The greatest number of written sources and of sources on literacy are to be found where the levels of literacy were the highest, and obviously this greatly influences research on literacy overall. In England from the seventeenth century onwards witnesses authenticated their testimony by putting their signature or mark on the records, and people signed oaths of fidelity en masse. In several Western European countries, spouses and their witnesses also confirmed a marriage by signing or marking the marriage register. This explains why the marriage register is a major source for the spread of literacy. In France marriage registers had to be signed from 1686, in England from 1754. The city of Amsterdam, one of the most literate places of the world in this time, required marriage registers to be signed from as early as 1578. In 1630, 43 percent of bridegrooms and 68 percent of brides made a cross; 100 years later in 1730, the proportion is 24 percent and 49 percent respectively. In 1780 only 15 percent of men and 36 percent women could not sign their names at their marriage.

The conquests of Napoleon Bonaparte open up new possibilities for the historians of literacy in Germany and Italy. These two countries, so important for the cultural history of early modern Europe, lacked similar mass sources in the sixteenth to eighteenth centuries for evaluation of literacy levels. After they became part of Napoleon’s empire, however, the French system was introduced—thus, around 1800, we have a statistically relevant quantity of crosses and signatures from many regions of Germany and Italy, as they were parts of France at this time. In Central and Southern Europe, however, only the minister conducting the marriage ceremony was expected to write in the register, and it was not compulsory for eyewitnesses to sign their accounts in court. Witnesses confirmed their accounts only by taking an oral oath, without signing the document. This fact in itself is indicative of the lesser role literacy and writing played in these regions compared to Western Europe.

Reading, in contrast to writing, leaves no traces behind; that is why researchers into literacy almost invariably examine the ability to write—or more specifically, to produce a signature—and give up trying to gauge reading abilities as a hopeless venture. In several European countries, however, an extraordinary source lends scope for the examination of reading skills en masse: the Lutheran pastors in those areas made an annual survey of reading skills in their flock from the late seventeenth century. In the history of European literacy, a position of eminence is certainly due to Sweden (with Finland and Latvia, which still belonged to it at the time), Zurich and vicinity in Switzerland, and certain regions in northern Germany (seventeenth and eighteenth centuries) where the Lutheran faith thrived. In the course of Lutheran church visitations in these territories, records were made of, among other things, the reading skills of all adults, even indicating the grades—so an otherwise non-manifest skill can be examined on the basis of a large sample. The Lutheran church believed it to be of great importance for believers to read the catechism and the Bible. Those reluctant to learn to read were denied communion at Easter. The Swedish model is especially interesting, as the church was pushing for better reading skills without enforcing writing capacities. As a result there was a huge gap between reading and writing abilities—in the eighteenth century almost everybody (around 90 percent) was able to read, but only few (around 10 percent) could write. Female literacy was rising, too, and the role of the mother as a teacher at home became very important, especially in the nineteenth century.

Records

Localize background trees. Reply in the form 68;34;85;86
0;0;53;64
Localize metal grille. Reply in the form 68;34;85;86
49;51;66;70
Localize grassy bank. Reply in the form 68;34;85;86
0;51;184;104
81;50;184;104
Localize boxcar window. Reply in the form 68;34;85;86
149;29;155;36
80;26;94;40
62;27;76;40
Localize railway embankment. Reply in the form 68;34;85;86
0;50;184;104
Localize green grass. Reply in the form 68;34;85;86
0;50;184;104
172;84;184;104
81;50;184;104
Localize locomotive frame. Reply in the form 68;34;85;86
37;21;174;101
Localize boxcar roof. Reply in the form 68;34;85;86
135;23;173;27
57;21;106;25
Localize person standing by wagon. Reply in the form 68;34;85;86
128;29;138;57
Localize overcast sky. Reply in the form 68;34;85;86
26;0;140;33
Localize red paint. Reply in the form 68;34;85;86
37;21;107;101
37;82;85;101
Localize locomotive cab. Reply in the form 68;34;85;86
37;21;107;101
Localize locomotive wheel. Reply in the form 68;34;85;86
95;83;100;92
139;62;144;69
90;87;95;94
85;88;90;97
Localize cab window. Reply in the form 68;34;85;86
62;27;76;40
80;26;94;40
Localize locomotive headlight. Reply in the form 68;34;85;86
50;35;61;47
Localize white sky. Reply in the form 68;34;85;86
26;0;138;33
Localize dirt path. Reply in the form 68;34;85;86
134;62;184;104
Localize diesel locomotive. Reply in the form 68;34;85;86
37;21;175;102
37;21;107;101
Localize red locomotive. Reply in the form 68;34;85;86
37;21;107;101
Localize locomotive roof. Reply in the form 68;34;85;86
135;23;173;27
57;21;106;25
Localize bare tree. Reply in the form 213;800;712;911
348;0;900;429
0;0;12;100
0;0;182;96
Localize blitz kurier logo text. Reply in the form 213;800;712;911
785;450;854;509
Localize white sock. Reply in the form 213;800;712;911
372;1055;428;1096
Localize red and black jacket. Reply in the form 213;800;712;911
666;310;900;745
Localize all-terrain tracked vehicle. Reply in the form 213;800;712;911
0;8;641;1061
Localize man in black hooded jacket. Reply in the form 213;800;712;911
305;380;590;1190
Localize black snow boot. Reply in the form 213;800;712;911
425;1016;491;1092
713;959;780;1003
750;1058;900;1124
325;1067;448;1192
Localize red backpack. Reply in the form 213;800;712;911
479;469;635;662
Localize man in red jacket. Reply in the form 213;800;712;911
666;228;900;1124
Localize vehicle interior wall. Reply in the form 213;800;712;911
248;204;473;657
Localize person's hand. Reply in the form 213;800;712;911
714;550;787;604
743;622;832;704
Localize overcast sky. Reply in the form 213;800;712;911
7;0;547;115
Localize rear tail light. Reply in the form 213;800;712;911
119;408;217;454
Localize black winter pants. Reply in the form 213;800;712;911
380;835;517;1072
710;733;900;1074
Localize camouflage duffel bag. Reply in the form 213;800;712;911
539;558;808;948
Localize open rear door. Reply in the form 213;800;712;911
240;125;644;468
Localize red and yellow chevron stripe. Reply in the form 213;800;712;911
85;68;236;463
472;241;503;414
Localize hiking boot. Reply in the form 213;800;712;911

Exercise task:
According to the literacy passage, from what year did the city of Amsterdam require marriage registers to be signed? Rely only on the literacy passage.

Written response:
From 1578.